- **Exercise inputs**:
-----

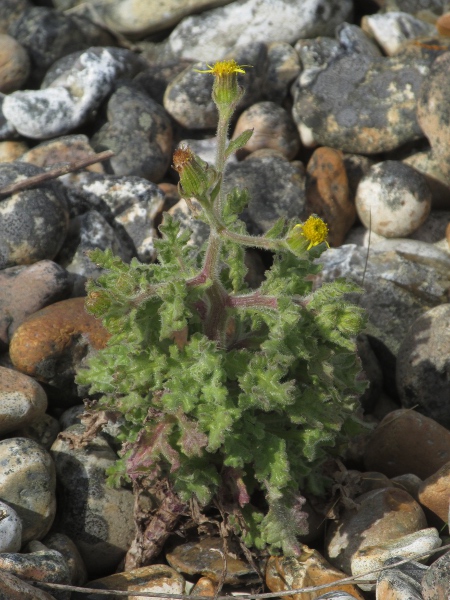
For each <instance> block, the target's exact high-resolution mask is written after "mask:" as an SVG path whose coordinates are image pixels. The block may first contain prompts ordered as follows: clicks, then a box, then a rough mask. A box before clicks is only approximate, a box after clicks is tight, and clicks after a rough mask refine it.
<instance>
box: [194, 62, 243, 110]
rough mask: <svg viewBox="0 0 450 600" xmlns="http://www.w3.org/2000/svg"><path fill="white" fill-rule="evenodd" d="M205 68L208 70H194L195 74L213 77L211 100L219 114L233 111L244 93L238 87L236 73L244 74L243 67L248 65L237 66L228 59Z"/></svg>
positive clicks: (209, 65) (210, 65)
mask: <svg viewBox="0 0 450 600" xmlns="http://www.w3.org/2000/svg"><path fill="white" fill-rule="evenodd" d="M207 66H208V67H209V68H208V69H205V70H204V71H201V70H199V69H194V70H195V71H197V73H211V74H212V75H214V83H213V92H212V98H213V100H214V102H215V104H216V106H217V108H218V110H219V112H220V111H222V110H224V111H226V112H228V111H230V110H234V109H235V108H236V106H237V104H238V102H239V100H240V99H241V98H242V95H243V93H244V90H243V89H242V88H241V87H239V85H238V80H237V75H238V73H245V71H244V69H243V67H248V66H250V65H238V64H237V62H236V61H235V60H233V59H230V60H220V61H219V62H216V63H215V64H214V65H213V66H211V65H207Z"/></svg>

-----

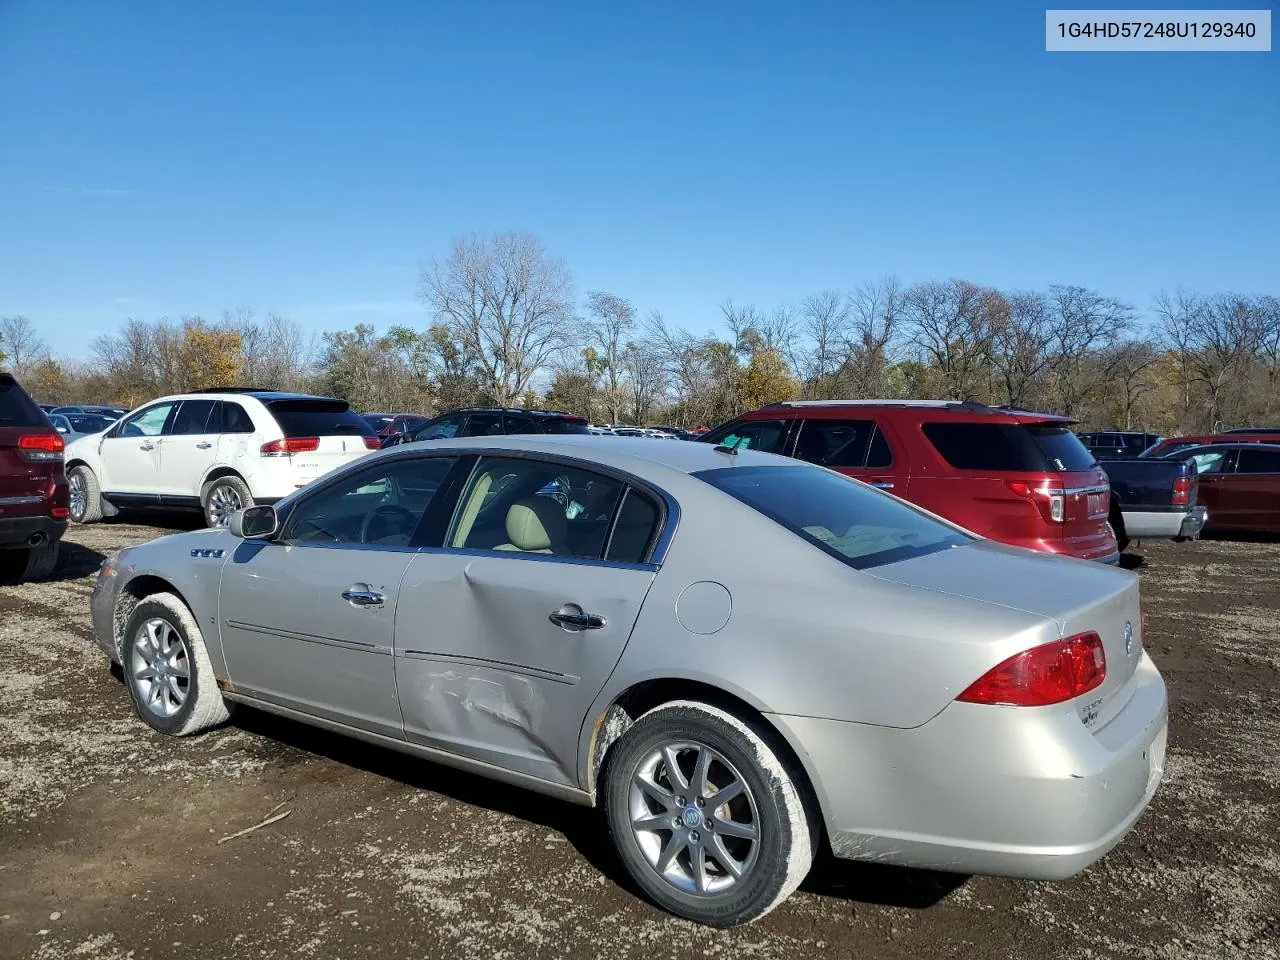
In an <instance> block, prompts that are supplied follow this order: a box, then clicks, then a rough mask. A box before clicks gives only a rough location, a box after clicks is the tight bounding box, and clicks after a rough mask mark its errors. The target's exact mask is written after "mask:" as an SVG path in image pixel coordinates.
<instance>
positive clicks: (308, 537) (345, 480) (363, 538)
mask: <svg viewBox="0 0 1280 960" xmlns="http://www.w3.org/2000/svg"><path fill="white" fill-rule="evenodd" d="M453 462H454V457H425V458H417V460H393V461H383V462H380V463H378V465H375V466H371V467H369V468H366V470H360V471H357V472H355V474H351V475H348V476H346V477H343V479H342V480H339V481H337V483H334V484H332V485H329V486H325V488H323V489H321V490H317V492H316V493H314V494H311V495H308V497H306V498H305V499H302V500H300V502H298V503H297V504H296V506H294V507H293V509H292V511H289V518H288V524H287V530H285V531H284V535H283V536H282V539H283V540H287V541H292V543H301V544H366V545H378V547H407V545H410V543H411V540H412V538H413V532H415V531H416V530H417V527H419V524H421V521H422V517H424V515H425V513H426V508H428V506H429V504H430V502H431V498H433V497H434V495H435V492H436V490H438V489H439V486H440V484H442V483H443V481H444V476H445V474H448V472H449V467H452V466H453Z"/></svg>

-----

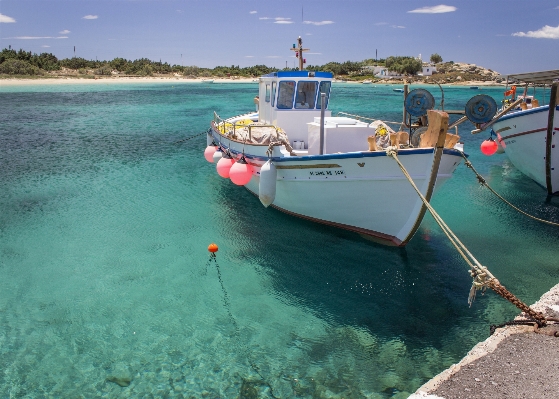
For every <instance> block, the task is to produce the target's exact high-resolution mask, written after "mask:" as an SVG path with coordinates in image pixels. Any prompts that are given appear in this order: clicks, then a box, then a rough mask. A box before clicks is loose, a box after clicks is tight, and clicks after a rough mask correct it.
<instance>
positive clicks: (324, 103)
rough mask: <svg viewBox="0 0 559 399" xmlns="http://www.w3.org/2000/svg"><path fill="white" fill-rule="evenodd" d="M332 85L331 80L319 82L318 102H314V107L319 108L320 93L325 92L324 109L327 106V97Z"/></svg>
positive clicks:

-----

- **Exercise**:
Read through the lines above and collect those that contain the string "prompts".

- **Answer to this exercise**:
For each <instance> block, the target's exact high-resolution mask is written after "mask:" as an SVG path whose coordinates are image pixels. The block may first contain prompts ordered as follows: clicks, then a box, then a rough mask. A box before clicks is only approximate, a box after clicks is tight, and clicks after a rough mask refine it.
In an <instance> block, prompts that are supplied follow this order: a box, then clicks, then a rough mask. A box before clicks gives only a rough location, a box after clicks is the tight bounding box, and clicks after a rough mask mark its errors. The target's exact mask is written after "mask:" as an SVG path in image pixel coordinates.
For every <instance> block, the task is to produce the target's exact high-resolution mask, written after "mask:" as an SVG path with coordinates in image pixels. Any prompts that are given appear in this order: clicks, then a box, then a rough mask. A box before clicks is loose, a box after clicks is tight, and clicks after a rough mask correct it.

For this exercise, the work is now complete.